* _Aim of the task_
Write out the listing below from the line containing "lake water, a" to its last line, unaltered, ends included.

* _Material for this exercise_
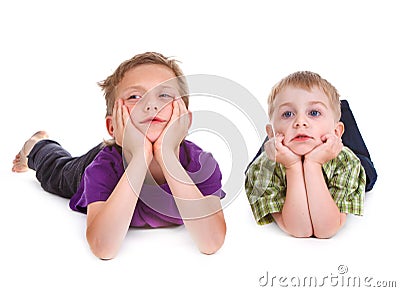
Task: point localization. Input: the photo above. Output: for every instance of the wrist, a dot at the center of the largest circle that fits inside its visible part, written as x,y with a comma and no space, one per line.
310,163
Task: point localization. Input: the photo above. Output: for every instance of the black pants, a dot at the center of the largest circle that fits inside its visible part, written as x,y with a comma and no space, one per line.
57,171
351,138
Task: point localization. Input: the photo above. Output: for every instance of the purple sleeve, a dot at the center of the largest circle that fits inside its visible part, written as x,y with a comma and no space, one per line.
98,180
204,171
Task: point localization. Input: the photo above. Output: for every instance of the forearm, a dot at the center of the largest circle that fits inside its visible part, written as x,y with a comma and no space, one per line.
202,215
109,222
325,215
295,217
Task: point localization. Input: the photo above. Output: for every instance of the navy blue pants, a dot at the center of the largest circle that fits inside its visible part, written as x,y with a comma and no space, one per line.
351,138
57,171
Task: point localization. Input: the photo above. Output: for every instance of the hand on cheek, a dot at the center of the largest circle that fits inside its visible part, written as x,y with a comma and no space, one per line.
174,132
329,149
126,135
277,151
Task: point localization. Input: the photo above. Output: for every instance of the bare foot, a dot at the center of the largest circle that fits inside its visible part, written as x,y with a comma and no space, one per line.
20,163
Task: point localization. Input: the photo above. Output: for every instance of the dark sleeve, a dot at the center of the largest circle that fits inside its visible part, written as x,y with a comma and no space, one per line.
352,138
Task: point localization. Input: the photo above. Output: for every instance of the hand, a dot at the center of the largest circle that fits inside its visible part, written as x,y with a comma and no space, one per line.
329,149
126,135
278,152
174,132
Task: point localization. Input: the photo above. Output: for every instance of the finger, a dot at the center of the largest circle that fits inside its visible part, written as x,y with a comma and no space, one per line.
125,114
120,122
270,131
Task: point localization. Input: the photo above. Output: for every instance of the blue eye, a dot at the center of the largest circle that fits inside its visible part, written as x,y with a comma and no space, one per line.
166,95
287,114
315,113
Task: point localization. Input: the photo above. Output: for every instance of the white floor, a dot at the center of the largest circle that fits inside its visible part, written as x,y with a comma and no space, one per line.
51,60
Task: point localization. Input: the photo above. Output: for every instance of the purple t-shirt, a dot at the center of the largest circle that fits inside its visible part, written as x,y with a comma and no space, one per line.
156,206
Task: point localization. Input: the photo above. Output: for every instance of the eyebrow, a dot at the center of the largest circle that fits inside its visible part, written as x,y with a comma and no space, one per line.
144,90
311,103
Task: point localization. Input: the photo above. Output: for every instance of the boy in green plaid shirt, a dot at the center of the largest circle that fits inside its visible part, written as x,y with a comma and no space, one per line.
305,180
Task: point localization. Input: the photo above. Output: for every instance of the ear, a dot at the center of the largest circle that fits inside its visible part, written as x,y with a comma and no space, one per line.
270,131
109,125
339,129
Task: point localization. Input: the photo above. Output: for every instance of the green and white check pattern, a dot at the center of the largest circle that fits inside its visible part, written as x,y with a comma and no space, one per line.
265,185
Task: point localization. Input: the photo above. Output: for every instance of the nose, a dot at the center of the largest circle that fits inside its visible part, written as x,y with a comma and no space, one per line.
151,104
150,107
300,121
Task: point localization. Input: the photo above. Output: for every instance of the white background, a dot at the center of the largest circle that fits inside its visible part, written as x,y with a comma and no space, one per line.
52,53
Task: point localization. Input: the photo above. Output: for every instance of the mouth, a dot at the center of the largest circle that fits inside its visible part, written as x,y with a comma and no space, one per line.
302,138
153,120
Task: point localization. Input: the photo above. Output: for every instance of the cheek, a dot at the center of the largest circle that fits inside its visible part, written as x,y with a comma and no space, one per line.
166,111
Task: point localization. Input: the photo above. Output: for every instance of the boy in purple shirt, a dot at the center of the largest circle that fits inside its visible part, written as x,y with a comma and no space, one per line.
148,175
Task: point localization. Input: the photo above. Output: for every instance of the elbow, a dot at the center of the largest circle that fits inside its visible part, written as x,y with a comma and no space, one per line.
325,234
301,233
99,248
213,244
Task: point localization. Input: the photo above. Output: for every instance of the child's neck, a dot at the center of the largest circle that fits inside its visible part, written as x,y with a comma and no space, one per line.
155,174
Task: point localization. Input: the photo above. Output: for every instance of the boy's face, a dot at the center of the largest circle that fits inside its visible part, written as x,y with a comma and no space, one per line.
303,117
148,95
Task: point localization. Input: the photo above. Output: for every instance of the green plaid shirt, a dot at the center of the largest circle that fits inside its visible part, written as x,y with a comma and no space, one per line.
266,185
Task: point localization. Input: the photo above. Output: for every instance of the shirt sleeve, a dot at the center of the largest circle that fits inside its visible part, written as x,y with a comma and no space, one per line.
265,187
206,174
346,182
98,180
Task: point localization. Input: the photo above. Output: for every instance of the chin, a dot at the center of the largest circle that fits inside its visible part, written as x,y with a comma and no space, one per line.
152,137
301,151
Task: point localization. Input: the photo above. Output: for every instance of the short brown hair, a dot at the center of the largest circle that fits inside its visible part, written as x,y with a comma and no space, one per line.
306,80
110,83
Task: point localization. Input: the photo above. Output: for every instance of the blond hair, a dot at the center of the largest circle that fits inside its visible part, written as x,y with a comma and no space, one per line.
306,80
110,83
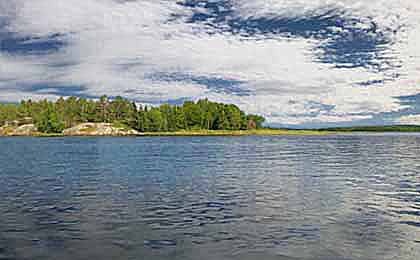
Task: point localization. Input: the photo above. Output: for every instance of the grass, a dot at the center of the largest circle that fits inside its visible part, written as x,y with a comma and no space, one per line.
257,132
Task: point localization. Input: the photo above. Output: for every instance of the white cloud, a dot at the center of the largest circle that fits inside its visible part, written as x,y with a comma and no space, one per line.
409,120
111,47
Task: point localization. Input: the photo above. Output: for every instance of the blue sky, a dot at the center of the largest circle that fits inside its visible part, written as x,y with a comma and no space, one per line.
300,63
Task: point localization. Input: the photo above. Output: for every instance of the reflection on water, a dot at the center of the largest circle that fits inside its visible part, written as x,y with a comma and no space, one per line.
335,197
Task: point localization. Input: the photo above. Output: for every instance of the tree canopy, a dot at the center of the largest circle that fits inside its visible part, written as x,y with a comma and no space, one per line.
53,117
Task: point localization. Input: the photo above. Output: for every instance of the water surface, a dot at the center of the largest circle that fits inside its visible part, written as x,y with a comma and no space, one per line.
211,198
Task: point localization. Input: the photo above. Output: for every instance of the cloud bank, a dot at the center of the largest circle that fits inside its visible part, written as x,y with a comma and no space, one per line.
299,63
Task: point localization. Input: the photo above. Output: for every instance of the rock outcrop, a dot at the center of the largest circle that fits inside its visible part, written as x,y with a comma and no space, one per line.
99,129
23,130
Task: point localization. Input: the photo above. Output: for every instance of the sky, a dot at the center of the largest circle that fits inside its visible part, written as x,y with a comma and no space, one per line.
299,63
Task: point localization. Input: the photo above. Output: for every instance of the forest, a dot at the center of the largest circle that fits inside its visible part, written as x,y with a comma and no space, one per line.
55,116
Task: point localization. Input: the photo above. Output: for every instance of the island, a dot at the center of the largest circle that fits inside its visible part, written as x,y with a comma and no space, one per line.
76,116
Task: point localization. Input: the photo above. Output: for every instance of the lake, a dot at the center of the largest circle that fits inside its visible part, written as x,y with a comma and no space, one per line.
211,198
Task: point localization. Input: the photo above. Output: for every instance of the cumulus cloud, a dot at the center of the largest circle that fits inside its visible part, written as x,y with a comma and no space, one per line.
296,62
410,120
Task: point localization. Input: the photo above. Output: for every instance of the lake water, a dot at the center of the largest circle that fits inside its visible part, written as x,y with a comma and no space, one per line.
211,198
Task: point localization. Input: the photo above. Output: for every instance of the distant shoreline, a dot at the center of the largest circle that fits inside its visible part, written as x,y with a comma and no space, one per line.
236,133
259,132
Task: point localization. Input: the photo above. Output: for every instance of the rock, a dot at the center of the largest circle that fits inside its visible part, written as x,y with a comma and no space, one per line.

* _Task solution_
Task: point localization. Input: the photo above. Output: for every instance of the lake water, a dot at the center of the largest circle that fits inside its visible part, written as x,y with a comma and no space, one per line.
211,198
Task: point localization. Input: the photo above. Output: for every instance of the distant shoreline, a dot at the center of the largest circle that fits inside its visible part, written as x,y with a comma and no space, one per line.
236,133
259,132
Task: point localization. Input: the photo above. Output: for every instance of the rock, a dot at the center of the largest circle that fits inside its visible part, written as x,y with a comma and no space, one per line.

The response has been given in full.